[データ一覧]
☆ ☆ ☆

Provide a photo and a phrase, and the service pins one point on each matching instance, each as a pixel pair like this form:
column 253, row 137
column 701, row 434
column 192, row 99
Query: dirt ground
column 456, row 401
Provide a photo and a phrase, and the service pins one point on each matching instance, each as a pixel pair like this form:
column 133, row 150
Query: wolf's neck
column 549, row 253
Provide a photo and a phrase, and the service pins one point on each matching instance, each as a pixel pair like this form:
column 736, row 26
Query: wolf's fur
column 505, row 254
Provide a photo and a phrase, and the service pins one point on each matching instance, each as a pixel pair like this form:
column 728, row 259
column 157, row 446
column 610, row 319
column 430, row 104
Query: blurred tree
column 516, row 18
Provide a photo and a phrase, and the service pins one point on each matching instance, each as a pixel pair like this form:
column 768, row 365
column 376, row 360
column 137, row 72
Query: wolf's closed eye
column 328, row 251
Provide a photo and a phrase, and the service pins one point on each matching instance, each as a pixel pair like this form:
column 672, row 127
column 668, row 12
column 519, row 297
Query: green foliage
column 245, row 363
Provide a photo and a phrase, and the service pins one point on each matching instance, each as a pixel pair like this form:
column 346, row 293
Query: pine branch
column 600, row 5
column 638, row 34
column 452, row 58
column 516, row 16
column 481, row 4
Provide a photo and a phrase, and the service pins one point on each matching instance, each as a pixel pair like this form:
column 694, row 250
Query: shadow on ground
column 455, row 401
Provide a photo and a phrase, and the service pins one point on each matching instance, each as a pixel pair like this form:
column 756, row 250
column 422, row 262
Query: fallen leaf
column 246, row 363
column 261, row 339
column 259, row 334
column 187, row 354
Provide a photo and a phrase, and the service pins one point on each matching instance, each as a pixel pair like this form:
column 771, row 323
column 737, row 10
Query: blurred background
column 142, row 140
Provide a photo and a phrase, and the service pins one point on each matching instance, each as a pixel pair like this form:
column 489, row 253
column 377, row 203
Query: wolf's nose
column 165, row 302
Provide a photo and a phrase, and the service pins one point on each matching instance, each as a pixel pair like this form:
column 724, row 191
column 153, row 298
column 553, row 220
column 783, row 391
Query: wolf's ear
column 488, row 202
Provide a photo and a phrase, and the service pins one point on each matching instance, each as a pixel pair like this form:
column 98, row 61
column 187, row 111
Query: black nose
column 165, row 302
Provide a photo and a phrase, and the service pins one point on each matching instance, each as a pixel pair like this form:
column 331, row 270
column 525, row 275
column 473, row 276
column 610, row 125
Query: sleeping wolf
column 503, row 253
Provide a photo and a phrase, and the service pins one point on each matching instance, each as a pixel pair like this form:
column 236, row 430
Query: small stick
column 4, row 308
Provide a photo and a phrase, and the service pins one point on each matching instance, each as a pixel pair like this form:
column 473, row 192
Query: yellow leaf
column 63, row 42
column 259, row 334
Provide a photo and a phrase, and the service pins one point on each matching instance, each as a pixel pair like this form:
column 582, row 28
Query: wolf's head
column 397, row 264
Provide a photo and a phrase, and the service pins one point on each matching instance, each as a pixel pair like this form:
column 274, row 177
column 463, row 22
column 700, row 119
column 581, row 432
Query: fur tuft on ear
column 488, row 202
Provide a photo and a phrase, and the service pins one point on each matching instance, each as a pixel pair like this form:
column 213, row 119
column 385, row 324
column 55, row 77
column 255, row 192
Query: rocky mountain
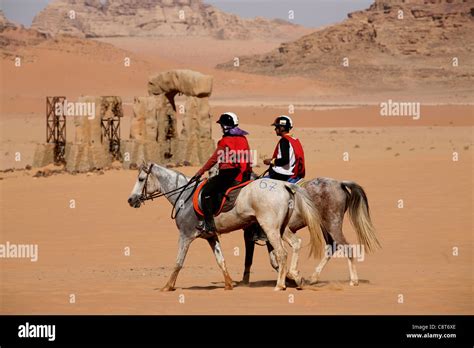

☆ ☆ ☆

課題の目的
上の行をすべて、一字も変えずに出力せよ。画像は答えに含めないこと。

完成した課題
Provide a photo and a phrase, and the service pins one point on each matching instance, each as a pixel pair like this form:
column 253, row 137
column 701, row 434
column 192, row 99
Query: dirt ground
column 456, row 401
Provide a photo and a phrase, and the service pins one point on each matching instance, each as a pixel pair like this form:
column 133, row 150
Query: wolf's neck
column 549, row 253
Provide a photo and a phrase, and the service pins one point on each matching instance, each as a pixel pair like this form:
column 736, row 26
Query: wolf's fur
column 505, row 254
Provide a photo and a phrase, and the service pins one point on each matching instance, each as a pixel pair like this form:
column 728, row 259
column 157, row 446
column 610, row 319
column 430, row 104
Query: blurred tree
column 516, row 18
Provide a photo and a phrase, and the service pins one point on each matching instance, each as a pixel pair like this form:
column 768, row 365
column 376, row 360
column 137, row 72
Query: wolf's closed eye
column 328, row 251
Provide a photo and a phrase, and the service pins one point on each matching instance, each as a pixel pair like this form:
column 672, row 127
column 668, row 12
column 519, row 297
Query: green foliage
column 245, row 363
Provide a photo and a phrase, and the service pins one point on each matching instance, each as a pixel pair like this form:
column 346, row 293
Query: pine branch
column 600, row 5
column 638, row 34
column 452, row 58
column 516, row 16
column 481, row 4
Provide a photo and a phrase, and the service pins one point on each matching instance, each as a pixel pair like this form:
column 694, row 250
Query: shadow on ground
column 455, row 401
Provide a photo and a phrase, and the service pins one point on each matching instance, each as a pixel pair like this form:
column 756, row 250
column 422, row 262
Query: fallen leaf
column 246, row 363
column 261, row 339
column 259, row 334
column 187, row 354
Provide a photo and a phrase, and the service pins one point on each matching instance, each as a pixel pair like this form:
column 771, row 323
column 737, row 10
Query: blurred background
column 142, row 140
Provide a photo and a phrase, and the service pins one point on each matching instance, each as a pixel pair like this form:
column 489, row 253
column 377, row 203
Query: wolf's nose
column 165, row 302
Provide a photo and a phrase, and the service pins one point on each matching instance, each as a pixel pair like this form:
column 724, row 191
column 153, row 298
column 553, row 220
column 783, row 391
Query: wolf's ear
column 488, row 202
Provide a photo and a phrase, and the service pins one point on each matching instance, each as a pixel pair like this form:
column 98, row 61
column 187, row 111
Query: black nose
column 165, row 302
Provide a photo and a phrase, and the service pins one point on each matching instance, each as a pixel pair like this form:
column 331, row 270
column 525, row 275
column 473, row 276
column 610, row 125
Query: sleeping wolf
column 503, row 253
Provide a photo and a phrase, and the service pins one point on each matching instance, each as a pixel pair like this form:
column 236, row 430
Query: small stick
column 4, row 308
Provide a photo and a phrase, and the service pins one point on each matching instance, each as a pixel pair like this form:
column 473, row 192
Query: yellow leaf
column 63, row 42
column 259, row 334
Provide a photo and a phrase, and the service pins one point on each matching instance, each as a pixel pair like this form:
column 582, row 28
Query: wolf's head
column 397, row 264
Provide a photo and a phrase, and the service pins one point on each matching instance, each as a pixel pair like this form:
column 274, row 177
column 463, row 22
column 700, row 119
column 581, row 432
Query: fur tuft on ear
column 488, row 202
Provide a photo and a phrase, and the service pins one point on each matching instance, each as a pixel pair like this form:
column 213, row 119
column 385, row 324
column 55, row 77
column 255, row 192
Query: rocky mountain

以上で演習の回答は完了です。